Selected passage ▸
╔══

The Rathbones Folio Sessions are a series of dynamic literary events – including panel discussions, readings, in-conversations and performances – featuring members of the international, multidisciplinary and cross-generational Folio Academy. Different sessions take place throughout the year, in a variety of venues across the U.K, but are anchored by the annual, day-long ‘festival’ held in London at the British Library, on the eve of the Prize ceremony. These flagship Rathbones Folio Sessions take place the day before the announcement of the Rathbones Folio Prize winner, and feature writers shortlisted for each year’s prize.

Rathbones Folio Prize Sessions 2020:

How to Write a Book in your Lunch-hour

Following on from 2019’s inaugural ‘How to Write a book in a Day’ sessions, over 3 lunch hours, hear how some masters of their trade manage to translate what’s in their heads and hearts to the page.

╚══

Dataset section ▸
╔══

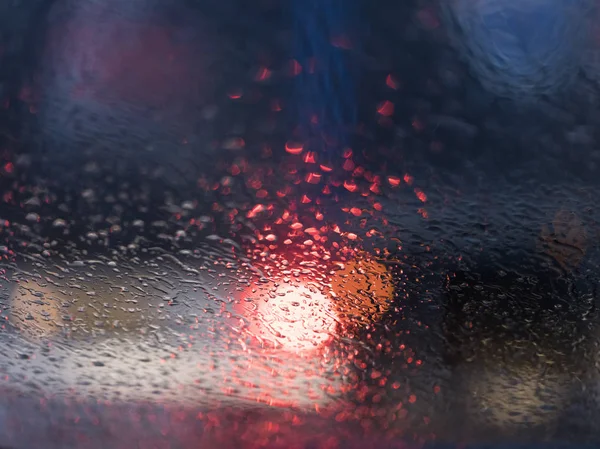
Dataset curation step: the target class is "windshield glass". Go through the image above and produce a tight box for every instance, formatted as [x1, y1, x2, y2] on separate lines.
[0, 0, 600, 449]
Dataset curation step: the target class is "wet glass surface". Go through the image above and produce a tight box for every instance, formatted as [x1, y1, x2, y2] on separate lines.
[0, 0, 600, 449]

╚══

Task to complete ▸ Please extend the Rathbones Folio Sessions text, picking up right after its final sentence.

Written answer ▸
‘Everyone has a book in them’, they say. But not everyone manages to write it.

Hosted by Kate Clanchy, celebrated teacher, prize winning poet and author of the recent bestseller “Some Kids I Taught and What They Taught Me’ and the forthcoming ‘How to Grow a Poem’ these 3 sessions will focus on poetry, fiction and non-fiction with one on one interviews with Raymond Antrobus, Kate Summerscale and Patrick Gale, followed by a q & a with the audience.

If you missed the Rathbones Folio Prize Sessions 2020, you can now watch them below.

Poetry with Raymond Antrobus

In 2019 Raymond Antrobus was named the Sunday Times/University of Warwick Young Writer of the Year and his debut collection The Perseverance won the Rathbones Folio Prize, the first time a poet has won this prestigious award. He was also the recipient of the Ted Hughes Award, a Somerset Maugham Award and Poetry Book Society choice. Born in Hackney in 1986, Antrobus still lives in London, where he works as a writer and teacher. He has led workshops in D/deaf schools across the country, as well as in prisons; and a local school in Hackney has recently named a new building after him.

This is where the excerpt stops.